Today at Manhattan Infidel I have the pleasure of interviewing a rare guest to our shores: the Psychrolutes marcidus (better known as the Blobfish).
MI: Good afternoon.
BF: Good afternoon, mate.
MI: So what should I call you? Psychrolutes? Blob?
BF: Blob will do.
MI: Let’s start out with what everyone wants to know. You were voted the worlds ugliest animal. How does that make you feel.
BF: Well as you can imagine I wasn’t pleased with it. I may be gelatinous but I have feelings. Yes I’m no Brad Pitt but the world’s ugliest animal? Uglier than Carrot Top?
MI: A valid point.
BF: I mean, I have a masters degree in 19th century English literature. I’m fluent in six languages. What more do women want?

### DATA EXCERPT
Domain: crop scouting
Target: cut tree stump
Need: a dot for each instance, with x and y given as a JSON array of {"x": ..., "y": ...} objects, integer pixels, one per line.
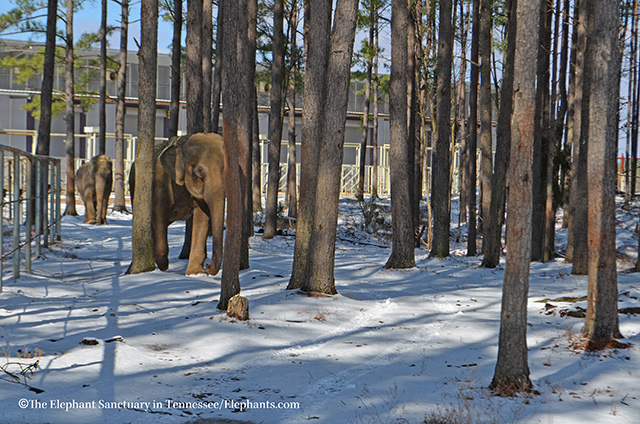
[{"x": 238, "y": 308}]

### WHAT YOU NEED TO DO
Pick up the mock interview with the blobfish after its final line and continue the conversation.

### EXERCISE ANSWER
MI: Probably someone who doesn’t look like a blobfish.
BF: That hurt.
MI: I’m sorry. I couldn’t resist.
BF: I just want to be loved. Is that so wrong?
MI: It is when you look like you do.
BF: Your non-deep water society is so obsessed with looks. And who determines what is beautiful and what is not? The patriarchy? That’s it isn’t it? I’m a victim!
MI: We’ll pass that by. So why do you live in deep water on the coast of Australia?
BF: Rent. The rent is very cheap down there.
MI: I see.
BF: Hey, I want to apologize for my patriarchy rant. Sometimes railing against the patriarchy gets me women. Usually ugly feminists but women nonetheless.
MI: What’s next for you?
BF: Plastic surgery.
MI: Really?
BF: Yes. My plastic surgeon assures me that he can make me look like Don Knotts in the Incredible Mr. Limpet.
Chicks dug that fish! They really did. I want some of Mr. Limpet’s action.
MI: Good luck to you on that. One last question. Did you kill Steve Irwin?
BF: Yes. It’s time I came clean. I killed him.
MI: Why?
BF: In the deep ocean we blobfish have a saying: Throw another Steve Irwin on the barbie.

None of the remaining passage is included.